Information>
=== Begin Enclosure ===
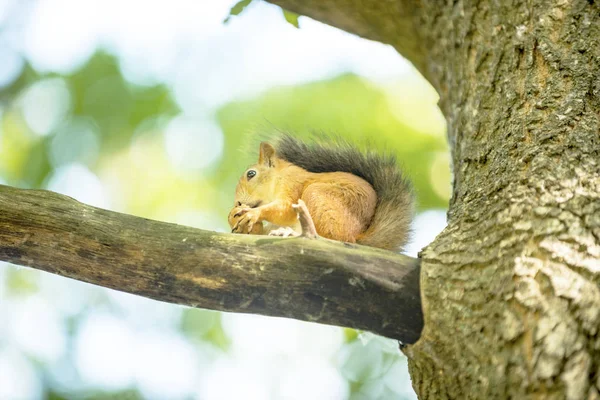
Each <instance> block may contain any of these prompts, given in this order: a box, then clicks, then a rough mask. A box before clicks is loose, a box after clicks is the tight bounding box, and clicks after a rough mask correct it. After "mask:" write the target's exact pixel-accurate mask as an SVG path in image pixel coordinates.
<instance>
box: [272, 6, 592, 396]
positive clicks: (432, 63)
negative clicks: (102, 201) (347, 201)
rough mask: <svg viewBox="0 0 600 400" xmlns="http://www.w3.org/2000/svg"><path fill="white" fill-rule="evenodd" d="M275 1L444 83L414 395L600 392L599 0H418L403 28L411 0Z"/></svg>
mask: <svg viewBox="0 0 600 400" xmlns="http://www.w3.org/2000/svg"><path fill="white" fill-rule="evenodd" d="M274 2H275V3H278V4H282V5H283V6H284V7H285V6H289V7H290V8H291V9H293V10H294V11H296V12H299V13H302V14H305V15H311V16H314V17H316V18H322V20H323V21H324V22H327V23H330V24H333V25H336V26H338V27H341V28H344V29H350V30H351V32H354V33H357V34H361V35H364V33H365V32H377V35H375V34H373V35H371V38H374V39H377V40H381V41H383V42H385V43H390V44H392V45H394V46H395V47H396V48H397V49H398V50H399V51H400V52H401V53H403V55H405V56H407V57H408V58H409V59H411V60H412V61H414V62H415V63H416V65H417V66H419V69H420V70H421V71H423V72H424V74H425V76H426V77H428V78H429V79H430V81H431V82H432V84H433V85H434V86H435V87H436V89H437V90H438V92H439V93H440V96H441V107H442V110H443V112H444V114H445V116H446V118H447V121H448V138H449V142H450V147H451V149H452V162H453V172H454V189H453V197H452V201H451V204H450V210H449V214H448V216H449V222H448V227H447V228H446V230H445V231H444V232H443V233H442V234H441V235H439V236H438V237H437V238H436V240H435V241H434V242H433V243H432V244H431V245H430V246H428V247H427V248H426V249H425V250H424V251H423V253H422V257H423V262H422V274H421V275H422V276H421V290H422V299H423V311H424V315H425V329H424V331H423V335H422V338H421V339H420V340H419V341H418V342H417V343H416V344H415V345H414V346H409V347H408V348H407V349H406V350H405V352H406V354H407V356H408V357H409V368H410V372H411V377H412V380H413V386H414V388H415V390H416V391H417V394H418V395H419V397H420V398H421V399H443V398H456V399H465V398H482V399H496V398H518V399H520V398H543V399H586V398H587V399H598V398H600V394H599V393H600V335H599V334H598V329H599V326H600V4H598V1H594V0H575V1H566V0H548V1H542V0H530V1H527V2H524V1H511V2H493V1H491V0H479V1H475V0H474V1H446V2H439V1H433V0H430V1H420V2H418V6H416V7H414V8H413V9H412V10H413V12H412V13H411V14H410V15H411V17H410V18H411V21H410V22H411V23H410V27H411V29H410V30H411V31H412V32H408V33H407V30H406V29H405V28H404V24H406V18H405V16H406V15H408V14H407V13H402V12H395V11H394V10H408V9H409V8H410V7H413V6H415V2H413V1H410V0H406V1H400V0H398V1H383V2H379V1H367V0H364V1H359V0H330V1H328V2H326V3H327V4H328V5H327V6H323V5H321V2H319V1H316V0H313V1H310V0H307V1H303V2H299V1H294V0H275V1H274ZM382 4H385V5H386V7H388V11H389V13H387V15H386V13H381V12H380V13H377V14H378V15H377V16H376V17H375V16H374V17H372V15H373V14H372V13H373V10H378V9H381V7H382ZM338 7H339V9H338ZM323 10H326V11H323ZM348 19H350V20H348ZM364 36H367V37H368V36H369V35H368V34H367V35H364ZM407 36H408V40H409V42H410V41H412V40H414V38H418V40H420V41H421V42H420V43H421V46H422V49H424V50H423V52H426V54H424V55H423V56H422V57H421V56H420V55H417V56H416V57H415V55H414V54H413V53H411V52H406V51H404V50H405V49H404V47H403V45H402V44H401V43H403V42H404V41H405V40H407Z"/></svg>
=== End Enclosure ===
Your assignment>
All lines from the start of the entries through the one with "negative clicks: (102, 201) (347, 201)" are to be output exactly; omit the pictures.

Reply to the task>
Each <instance> block may contain any of these prompts, given in this order: a box, then clicks, then a rough mask. A box before clicks is loose, a box after clicks is the tight bounding box, and clicks after a rough mask correct it. After "mask:" write the target's exact pixel-accurate mask as an SVG path in image pixel coordinates.
<instance>
box: [272, 6, 592, 396]
positive clicks: (432, 63)
negative clicks: (102, 201) (347, 201)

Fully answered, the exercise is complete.